• **Referring expression pointing data**:
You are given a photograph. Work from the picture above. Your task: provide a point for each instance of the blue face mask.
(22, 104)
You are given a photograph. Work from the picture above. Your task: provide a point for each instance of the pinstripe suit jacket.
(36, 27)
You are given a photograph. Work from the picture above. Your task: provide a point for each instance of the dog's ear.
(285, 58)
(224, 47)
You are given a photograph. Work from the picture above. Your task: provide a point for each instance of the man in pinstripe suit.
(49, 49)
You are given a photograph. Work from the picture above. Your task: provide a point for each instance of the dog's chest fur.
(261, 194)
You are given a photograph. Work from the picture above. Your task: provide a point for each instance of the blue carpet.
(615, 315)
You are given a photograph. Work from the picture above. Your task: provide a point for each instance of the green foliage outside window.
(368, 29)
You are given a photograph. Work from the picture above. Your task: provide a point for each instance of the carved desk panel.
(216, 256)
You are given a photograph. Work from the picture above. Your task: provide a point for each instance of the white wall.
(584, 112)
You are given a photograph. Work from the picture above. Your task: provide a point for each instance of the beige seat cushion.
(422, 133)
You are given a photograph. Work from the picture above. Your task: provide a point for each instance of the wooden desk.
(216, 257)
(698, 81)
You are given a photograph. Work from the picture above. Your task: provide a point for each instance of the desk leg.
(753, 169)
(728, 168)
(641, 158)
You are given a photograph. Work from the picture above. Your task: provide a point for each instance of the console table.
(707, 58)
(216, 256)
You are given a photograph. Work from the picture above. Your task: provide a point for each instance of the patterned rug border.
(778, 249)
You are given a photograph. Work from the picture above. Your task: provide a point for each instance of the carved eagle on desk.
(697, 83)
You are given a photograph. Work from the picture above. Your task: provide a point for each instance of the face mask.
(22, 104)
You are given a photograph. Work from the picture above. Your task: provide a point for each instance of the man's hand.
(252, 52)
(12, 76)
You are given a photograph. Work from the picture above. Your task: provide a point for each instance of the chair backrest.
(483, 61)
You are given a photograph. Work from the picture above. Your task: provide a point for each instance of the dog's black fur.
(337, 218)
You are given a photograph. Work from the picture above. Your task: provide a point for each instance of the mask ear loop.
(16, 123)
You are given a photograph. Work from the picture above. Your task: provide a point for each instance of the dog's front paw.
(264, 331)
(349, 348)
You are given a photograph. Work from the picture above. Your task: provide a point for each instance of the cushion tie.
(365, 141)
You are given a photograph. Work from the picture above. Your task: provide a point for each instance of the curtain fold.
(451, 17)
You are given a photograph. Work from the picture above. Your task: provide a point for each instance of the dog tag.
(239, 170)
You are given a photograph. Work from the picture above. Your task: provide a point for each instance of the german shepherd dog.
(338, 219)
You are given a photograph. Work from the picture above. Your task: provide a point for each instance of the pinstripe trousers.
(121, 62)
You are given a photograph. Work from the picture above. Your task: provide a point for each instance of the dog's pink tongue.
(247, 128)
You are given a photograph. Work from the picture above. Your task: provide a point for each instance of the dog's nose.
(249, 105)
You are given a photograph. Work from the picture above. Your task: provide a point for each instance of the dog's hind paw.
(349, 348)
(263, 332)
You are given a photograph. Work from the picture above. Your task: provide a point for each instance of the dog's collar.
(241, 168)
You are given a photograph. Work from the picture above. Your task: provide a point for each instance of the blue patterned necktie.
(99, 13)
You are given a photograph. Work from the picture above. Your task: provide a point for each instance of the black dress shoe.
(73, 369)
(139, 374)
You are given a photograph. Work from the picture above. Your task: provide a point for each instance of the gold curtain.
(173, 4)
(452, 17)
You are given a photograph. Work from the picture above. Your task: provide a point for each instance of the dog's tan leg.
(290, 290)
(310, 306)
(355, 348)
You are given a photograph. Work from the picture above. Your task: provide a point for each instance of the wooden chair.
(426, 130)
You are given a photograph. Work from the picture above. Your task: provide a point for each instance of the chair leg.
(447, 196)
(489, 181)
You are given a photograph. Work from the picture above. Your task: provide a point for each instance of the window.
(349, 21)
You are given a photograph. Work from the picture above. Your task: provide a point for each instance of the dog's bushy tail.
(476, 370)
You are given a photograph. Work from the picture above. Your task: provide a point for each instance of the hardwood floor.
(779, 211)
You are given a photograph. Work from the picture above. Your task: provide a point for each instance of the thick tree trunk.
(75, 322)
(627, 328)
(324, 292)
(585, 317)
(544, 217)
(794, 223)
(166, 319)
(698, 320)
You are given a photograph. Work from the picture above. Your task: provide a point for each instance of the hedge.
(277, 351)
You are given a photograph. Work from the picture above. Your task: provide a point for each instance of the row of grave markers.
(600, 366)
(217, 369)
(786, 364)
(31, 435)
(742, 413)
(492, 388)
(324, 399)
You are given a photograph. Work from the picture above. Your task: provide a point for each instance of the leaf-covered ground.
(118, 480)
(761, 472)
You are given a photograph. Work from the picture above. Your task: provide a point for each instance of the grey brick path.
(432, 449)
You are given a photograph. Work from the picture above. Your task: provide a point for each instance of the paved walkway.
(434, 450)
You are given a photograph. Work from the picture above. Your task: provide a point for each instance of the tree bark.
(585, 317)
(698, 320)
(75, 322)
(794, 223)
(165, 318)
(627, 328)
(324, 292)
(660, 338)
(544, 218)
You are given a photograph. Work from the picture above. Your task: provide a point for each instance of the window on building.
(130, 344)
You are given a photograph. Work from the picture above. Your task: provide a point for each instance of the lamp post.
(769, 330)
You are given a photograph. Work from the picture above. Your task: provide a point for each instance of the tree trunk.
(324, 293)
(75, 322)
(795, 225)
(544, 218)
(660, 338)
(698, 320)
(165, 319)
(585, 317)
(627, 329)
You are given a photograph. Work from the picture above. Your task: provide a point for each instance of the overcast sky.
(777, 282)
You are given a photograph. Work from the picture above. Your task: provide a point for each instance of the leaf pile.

• **Action item**: Every record should be retyped so that it matches the original exactly.

• **Task solution**:
You are given a photograph. Work from the picture above. Your task: provide a point for each instance of the blue face mask.
(22, 104)
You are given a photograph. Work from the picture above. Your task: provide a point for each instance of the pinstripe suit jacket.
(36, 27)
You are given a photograph. Work from the picture above. Your task: provide a point for each instance of the dog's ear.
(285, 58)
(224, 47)
You are given a photograph. Work from the picture above. Your task: provide a point for each instance of the man in pinstripe suit.
(49, 49)
You are given a photograph. Work from the picture above. Your task: provide a point for each instance of the dog's chest fur.
(261, 194)
You are given a photograph. Work from the picture above. Your task: provide a point for each instance of the blue carpet.
(615, 315)
You are given a photograph. Work from the picture above. Your task: provide a point for each instance of the green foliage outside window.
(368, 29)
You are given a photograph. Work from the picture above. Your task: provide a point for each instance of the carved desk panel.
(216, 256)
You are given a photograph. Work from the picture above. Your task: provide a point for each instance of the white wall.
(584, 112)
You are given a photograph. Work from the picture above. Your task: provide a point for each instance of the beige seat cushion.
(422, 133)
You are given a photograph. Work from the picture above. Your task: provide a point for each instance of the wooden desk.
(216, 257)
(698, 81)
You are given a photograph. Work from the picture above. Your task: provide a point for each instance of the desk leg.
(753, 169)
(728, 168)
(641, 158)
You are given a photograph. Work from the picture above. Your task: provide a point for each instance of the console table.
(707, 58)
(216, 256)
You are given a photograph. Work from the picture above. Your task: provide a point for each instance of the patterned rug border.
(778, 249)
You are given a photograph. Work from the picture above. Your task: provide a point for each instance of the carved eagle on desk.
(697, 83)
You are given a photograph. Work from the picture above. Your task: provide a point for each instance of the face mask.
(22, 104)
You are given a photograph. Work from the picture above. Your task: provide a point for each instance of the man's hand.
(252, 52)
(12, 76)
You are given a photograph. Work from the picture above. Your task: provide a point for each instance of the chair backrest.
(483, 61)
You are given a photograph. Work from the picture above. Your task: provide a point for each instance of the dog's black fur.
(337, 218)
You are given a photograph. Work from the picture above. Your task: provide a point for each instance of the mask ear loop.
(16, 123)
You are given a photograph. Work from the picture above. Your task: provide a point for each instance of the dog's front paw.
(264, 331)
(349, 348)
You are given a photograph. Work from the picture above. Your task: provide a point for each instance of the cushion tie.
(365, 141)
You are given a photograph. Work from the picture above. Your task: provide a point for each instance of the curtain fold.
(451, 17)
You are given a photograph. Work from the picture above. Your task: provide a point for each instance of the dog tag.
(239, 170)
You are given a photograph. Work from the picture above. Your task: provide a point for each instance of the german shepherd dog.
(338, 219)
You are given a photograph. Work from the picture above. Your task: provide a point for each instance of the pinstripe trousers.
(121, 62)
You are given a photograph. Work from the picture above. Your task: provide a point for each instance of the dog's pink tongue.
(247, 128)
You are given a photograph. Work from the picture above. Your task: provide a point for each instance of the dog's nose.
(249, 105)
You are given a photograph. Work from the picture above. Your task: provide a point for each instance of the dog's hind paw.
(349, 348)
(263, 332)
You are given a photograph. Work from the picture above. Your task: provide a point for each instance of the dog's collar.
(241, 168)
You are given a photograph. Work from the picture above. Your task: provide a point for each instance of the blue patterned necktie.
(99, 13)
You are given a photograph. Work from the picture above. Your task: provide a point for each instance of the black dress shoe.
(73, 369)
(139, 374)
You are given a photograph. Work from the picture above. Your task: provide a point for each instance of the gold curtain.
(173, 4)
(452, 17)
You are given a photograph. Work from the picture above. Your task: provide a point for each instance of the dog's tan leg.
(290, 290)
(310, 306)
(355, 348)
You are given a photograph. Work from the picture above. Your task: provide a point for each instance of the wooden chair.
(426, 130)
You are given a photograph. Work from the picture above. Your task: provide a point for each instance of the chair leg.
(447, 196)
(489, 181)
You are given a photograph. Work from the picture above. Your task: provide a point for each instance of the window.
(349, 21)
You are given a photograph. Work from the picture above. Your task: provide a point for each instance of the dog's bushy tail.
(476, 370)
You are given a photograph. Work from the picture above. Your task: provide a point for each instance of the hardwood floor.
(779, 211)
You are given a photograph. Work from the picture above. Your task: provide a point for each instance of the thick tree trunk.
(75, 322)
(627, 328)
(324, 292)
(585, 317)
(544, 217)
(794, 223)
(166, 319)
(698, 320)
You are given a photograph. Work from the picture above. Your task: provide a point for each instance of the hedge.
(277, 351)
You are given a photograph. Work from the picture above. Your task: provide a point for each instance of the row of grave markers.
(600, 366)
(217, 369)
(786, 364)
(31, 435)
(742, 413)
(492, 388)
(324, 399)
You are given a photograph. Work from the picture above. Your task: provide a point for each instance of the leaf-covered ground.
(118, 480)
(761, 472)
You are given a photograph. Work from the picture above. Your task: provide a point for each instance of the grey brick path.
(432, 449)
You are given a photograph. Work from the picture above. Your task: provide a point for each instance of the paved walkway.
(434, 450)
You are given a photograph. Work from the picture above. Your task: provide a point for each instance of the tree bark.
(585, 317)
(698, 320)
(75, 322)
(794, 223)
(165, 318)
(627, 328)
(324, 292)
(660, 338)
(544, 218)
You are given a photograph. Work from the picture above. Your task: provide a point for each instance of the window on building.
(130, 344)
You are given a photograph. Work from the picture above. Your task: provide a point for each instance of the lamp post.
(769, 330)
You are given a photograph. Work from the picture above. Your task: provide a point for each instance of the tree trunk.
(324, 293)
(75, 322)
(795, 225)
(544, 218)
(660, 338)
(698, 320)
(165, 319)
(585, 317)
(627, 329)
You are given a photograph. Work from the picture above. Your task: provide a point for each instance of the overcast sky.
(777, 282)
You are given a photograph. Work from the picture above. Your task: provide a point for each instance of the leaf pile.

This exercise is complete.